- Set task A -
Extract every line of the entries that contains the word "cliff".

- Passage given -
Monday, October 08, 2012

10597: AAF Hall Of Famers On Diversity.

At Advertising Age, Rance Crain talked with three AAF Hall of Famers—former TV One President and CEO Johnathan Rodgers, former Ogilvy & Mather North America Co-President and Chief Creative Officer Rick Boyko and Wieden + Kennedy Co-Founder David Kennedy—and the topics of conversation included diversity.

Rodgers acknowledged the lack of progress in the TV business, particularly for Black executives. “I love the fact that I may have been the first African-American to be the president of a network television division or executive producer,” said Rodgers. “But the dilemma becomes what I still am at this late point—the only one to have ever been.”

Regarding diversity on Madison Avenue, Boyko admitted he doesn’t see much progress at all. The adman believes the solution is to reach beyond colleges, targeting recruitment efforts at the high school level. Hey, what about kindergarten and daycare too? Nice to know you can confess to total ineffectiveness establishing inclusive workplaces, offer the same old solutions that have historically failed to create change and still land in the Hall of Fame.

Kennedy avoided delving into diversity altogether, opting instead to hype his association with Native Americans. In Kennedy’s opinion, “…the indigenous people of this part of the world have been trod upon and we need to pay back.” Gee, the same could be said about minorities and the advertising industry.

AAF Hall of Famers Grapple With Diversity in Ad, Media Industries

Insight From Advertising Hall of Fame Inductees

By Rance Crain

When Johnathan Rodgers was a writer for Sports Illustrated, in the late 1960s, he wrote a piece titled “The Plight of the Black Athlete.” At the time he joined SI as the magazine’s first African-American reporter, black athletes played a major role in sports.

“But in a way we didn’t,” he added.

“There were no black managers. There were no black coaches. And there existed this awful quota system by position and by roster. ... So when you talk about the plight of the black athlete, yeah, we were getting paid, and yes, we were performing, but it really was a system that, unfortunately, reflected the values of our country at the time.”

These days, Johnathan told me during an interview for his induction into the Advertising Hall of Fame, things “have changed significantly. I wouldn’t be surprised if we have more African-American coaches in the NBA than white coaches.”

- Records provided -

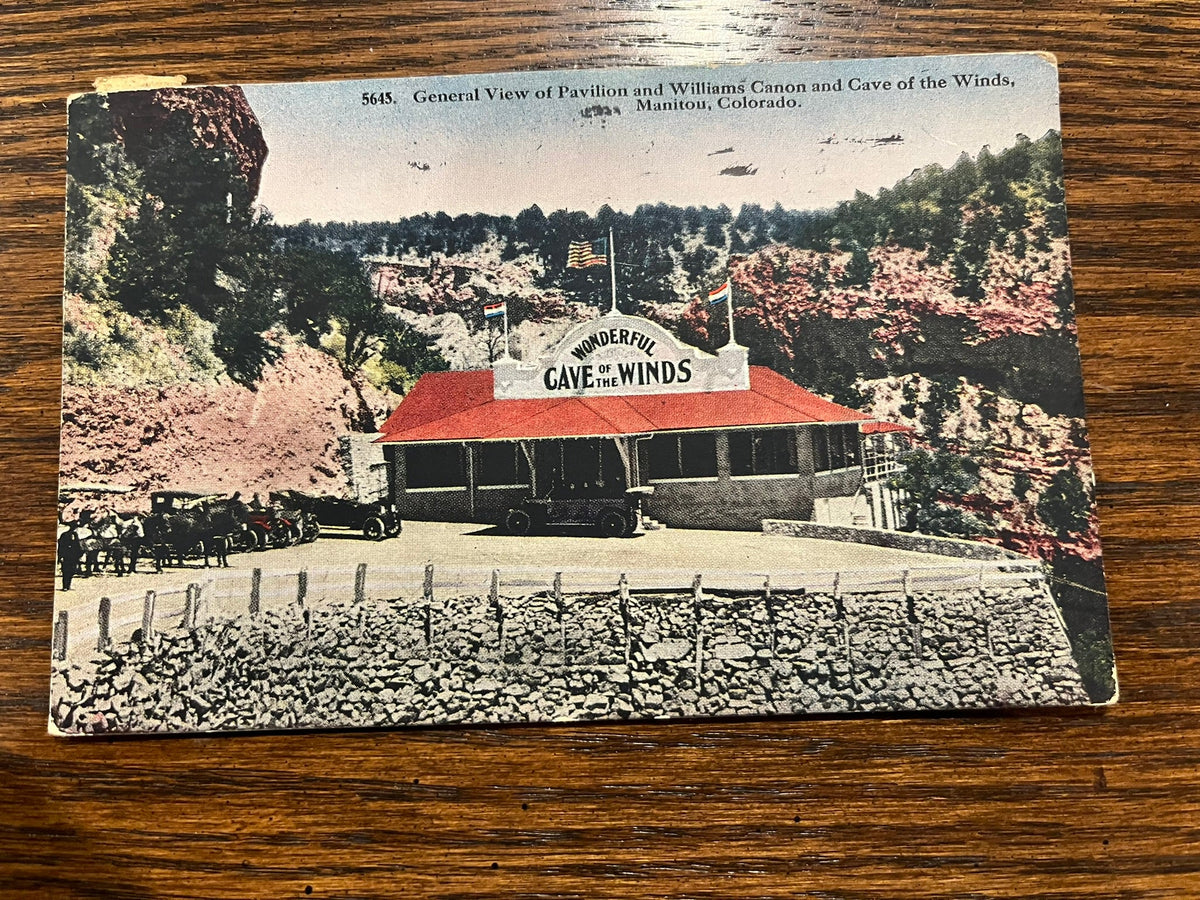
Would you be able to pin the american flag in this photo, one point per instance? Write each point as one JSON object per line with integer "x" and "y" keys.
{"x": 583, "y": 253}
* * *
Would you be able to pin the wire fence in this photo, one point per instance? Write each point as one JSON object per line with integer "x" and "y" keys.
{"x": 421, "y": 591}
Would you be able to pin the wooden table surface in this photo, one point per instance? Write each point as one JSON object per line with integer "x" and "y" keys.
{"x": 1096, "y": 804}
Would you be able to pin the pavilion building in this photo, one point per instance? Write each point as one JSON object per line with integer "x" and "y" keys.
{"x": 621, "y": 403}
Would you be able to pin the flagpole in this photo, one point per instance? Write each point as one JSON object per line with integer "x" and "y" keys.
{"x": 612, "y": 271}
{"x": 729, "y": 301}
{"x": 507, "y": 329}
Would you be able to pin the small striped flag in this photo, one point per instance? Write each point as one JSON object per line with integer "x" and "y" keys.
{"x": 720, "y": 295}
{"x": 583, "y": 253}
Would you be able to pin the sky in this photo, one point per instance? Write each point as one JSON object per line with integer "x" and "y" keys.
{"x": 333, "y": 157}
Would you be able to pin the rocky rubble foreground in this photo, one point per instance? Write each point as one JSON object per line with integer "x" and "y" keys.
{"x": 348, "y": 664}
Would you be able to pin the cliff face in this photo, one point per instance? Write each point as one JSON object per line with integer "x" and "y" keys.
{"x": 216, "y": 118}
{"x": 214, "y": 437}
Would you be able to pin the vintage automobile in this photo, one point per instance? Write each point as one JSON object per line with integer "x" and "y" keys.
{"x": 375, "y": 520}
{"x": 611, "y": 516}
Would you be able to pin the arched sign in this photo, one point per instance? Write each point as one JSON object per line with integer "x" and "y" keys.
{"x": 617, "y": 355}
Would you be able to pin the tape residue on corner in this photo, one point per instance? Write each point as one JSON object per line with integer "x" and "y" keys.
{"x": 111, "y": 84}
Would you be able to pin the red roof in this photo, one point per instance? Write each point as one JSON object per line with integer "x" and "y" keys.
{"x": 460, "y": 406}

- Set task B -
Rewrite the part of the post on diversity that opens with the words "Rodgers acknowledged the" and closes with "Hall of Fame.", replacing "progress" with "advancement".

- Problem solution A -
Would you be able to pin the cliff face in this photo, one point per instance? Write each point as one JSON object per line with integer "x" and "y" keys.

- Problem solution B -
Rodgers acknowledged the lack of advancement in the TV business, particularly for Black executives. “I love the fact that I may have been the first African-American to be the president of a network television division or executive producer,” said Rodgers. “But the dilemma becomes what I still am at this late point—the only one to have ever been.”

Regarding diversity on Madison Avenue, Boyko admitted he doesn’t see much advancement at all. The adman believes the solution is to reach beyond colleges, targeting recruitment efforts at the high school level. Hey, what about kindergarten and daycare too? Nice to know you can confess to total ineffectiveness establishing inclusive workplaces, offer the same old solutions that have historically failed to create change and still land in the Hall of Fame.